=== What you need to do ===
Rewrite all the entries below, putting "In this image" in place of each "In this picture" and leaving everything else unchanged. Omit the pictures from your answer.

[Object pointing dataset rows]
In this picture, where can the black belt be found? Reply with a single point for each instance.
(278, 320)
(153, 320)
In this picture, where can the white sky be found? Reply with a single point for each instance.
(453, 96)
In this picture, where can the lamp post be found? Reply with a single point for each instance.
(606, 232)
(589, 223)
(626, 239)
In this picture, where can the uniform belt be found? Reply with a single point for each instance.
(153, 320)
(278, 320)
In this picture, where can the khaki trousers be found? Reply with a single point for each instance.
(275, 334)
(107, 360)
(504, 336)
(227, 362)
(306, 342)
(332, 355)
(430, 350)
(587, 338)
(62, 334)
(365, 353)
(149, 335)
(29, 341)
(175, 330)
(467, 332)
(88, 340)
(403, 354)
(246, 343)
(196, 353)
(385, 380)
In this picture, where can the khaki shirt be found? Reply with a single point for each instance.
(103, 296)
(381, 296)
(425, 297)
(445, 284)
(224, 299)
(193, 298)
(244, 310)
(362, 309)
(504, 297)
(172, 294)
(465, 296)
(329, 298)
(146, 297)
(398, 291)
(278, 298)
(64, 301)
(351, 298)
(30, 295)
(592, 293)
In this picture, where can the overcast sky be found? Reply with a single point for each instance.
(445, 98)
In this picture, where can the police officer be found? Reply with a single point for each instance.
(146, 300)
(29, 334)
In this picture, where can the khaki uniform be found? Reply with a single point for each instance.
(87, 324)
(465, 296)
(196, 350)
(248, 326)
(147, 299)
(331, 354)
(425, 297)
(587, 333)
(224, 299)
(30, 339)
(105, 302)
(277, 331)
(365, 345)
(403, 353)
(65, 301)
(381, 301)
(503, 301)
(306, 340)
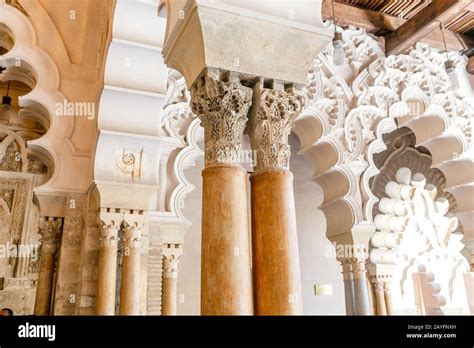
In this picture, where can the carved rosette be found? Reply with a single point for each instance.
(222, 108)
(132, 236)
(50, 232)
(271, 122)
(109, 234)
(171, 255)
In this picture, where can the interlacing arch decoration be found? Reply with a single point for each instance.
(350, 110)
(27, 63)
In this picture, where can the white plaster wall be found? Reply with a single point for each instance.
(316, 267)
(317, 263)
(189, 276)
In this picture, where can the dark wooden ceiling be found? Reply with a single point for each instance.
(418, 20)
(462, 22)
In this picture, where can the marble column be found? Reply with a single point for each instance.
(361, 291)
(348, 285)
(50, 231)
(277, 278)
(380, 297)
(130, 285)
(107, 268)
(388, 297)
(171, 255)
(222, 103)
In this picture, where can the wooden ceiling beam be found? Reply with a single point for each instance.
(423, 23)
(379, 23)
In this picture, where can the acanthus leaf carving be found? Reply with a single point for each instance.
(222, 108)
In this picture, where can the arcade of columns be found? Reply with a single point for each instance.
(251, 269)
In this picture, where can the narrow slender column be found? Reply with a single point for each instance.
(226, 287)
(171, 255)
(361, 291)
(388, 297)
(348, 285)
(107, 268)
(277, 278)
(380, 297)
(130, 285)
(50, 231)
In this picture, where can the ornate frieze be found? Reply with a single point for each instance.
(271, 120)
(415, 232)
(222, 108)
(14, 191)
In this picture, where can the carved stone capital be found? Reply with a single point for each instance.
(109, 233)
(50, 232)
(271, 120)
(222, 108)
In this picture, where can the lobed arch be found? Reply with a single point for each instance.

=== Reply ===
In this image, where can the black belt be found? Reply with a single point for each instance.
(278, 320)
(153, 320)
In this image, where can the white sky be found? Reply with a single point for each instance.
(453, 96)
In this image, where can the lamp post be found? Reply with a single point for each instance.
(606, 232)
(589, 223)
(626, 239)
In this image, where can the uniform belt be found? Reply with a single point for each instance.
(153, 320)
(278, 320)
In this image, where can the khaki trousers be found? Reply with a single point for each instance.
(275, 334)
(107, 360)
(504, 336)
(227, 362)
(306, 342)
(332, 355)
(430, 350)
(587, 338)
(62, 334)
(365, 353)
(149, 335)
(29, 341)
(175, 330)
(467, 332)
(88, 340)
(403, 354)
(246, 343)
(196, 353)
(385, 380)
In this image, where can the khaki shirt be found? Reply with a single point for each instance.
(103, 296)
(381, 296)
(425, 297)
(445, 284)
(224, 299)
(193, 298)
(244, 310)
(362, 309)
(504, 297)
(172, 294)
(465, 296)
(329, 298)
(146, 297)
(398, 291)
(278, 298)
(64, 301)
(351, 298)
(30, 295)
(592, 293)
In this image, where can the overcast sky be found? Reply with a single point for each instance.
(445, 98)
In this image, where can the police officer be found? Reply with a single point for each instance.
(146, 300)
(29, 334)
In this image, where can the khaki uniform be found? Reply with a single point for each instance.
(87, 324)
(465, 296)
(196, 350)
(248, 326)
(147, 299)
(331, 354)
(425, 297)
(587, 333)
(224, 299)
(30, 339)
(105, 302)
(277, 331)
(365, 345)
(403, 353)
(65, 301)
(381, 301)
(503, 301)
(306, 340)
In this image, where can the carved rosette be found? Reply with a single point for each instance.
(222, 108)
(132, 236)
(50, 232)
(271, 122)
(109, 234)
(171, 255)
In this image, where can the interlacing arch decoration be found? Reply with a single point for each instance.
(350, 110)
(27, 63)
In this image, where can the white plaster wall be found? Reply with a single point for each instance.
(316, 267)
(317, 263)
(189, 276)
In this image, where can the dark wooden ceiling be found? Reply with a single point for each instance.
(418, 20)
(462, 22)
In this image, where can the marble column be found? Reply with a single point for each instance.
(361, 291)
(348, 285)
(50, 231)
(277, 278)
(380, 297)
(130, 285)
(107, 268)
(388, 297)
(171, 255)
(222, 103)
In this image, where can the wooden ceiling beam be found? Reply with a single point for each instance.
(423, 23)
(379, 23)
In this image, where can the acanthus leaf carving be found? Reply with a single point for each instance.
(222, 108)
In this image, where can the arcade of columns be found? Reply with a single point for each instance.
(251, 269)
In this image, where can the narrow slender column be found? Reply with a single point for each instance.
(226, 287)
(171, 255)
(361, 291)
(388, 297)
(348, 285)
(107, 268)
(277, 278)
(380, 297)
(130, 285)
(50, 231)
In this image, where can the ornate frieze be found? Reply with a single point for each instance.
(271, 120)
(415, 232)
(222, 108)
(14, 191)
In this image, where can the carved stone capital be found? Reply with a single point for each instance.
(109, 233)
(50, 232)
(271, 120)
(222, 108)
In this image, where can the lobed arch be found? Reply with a single point for each instance.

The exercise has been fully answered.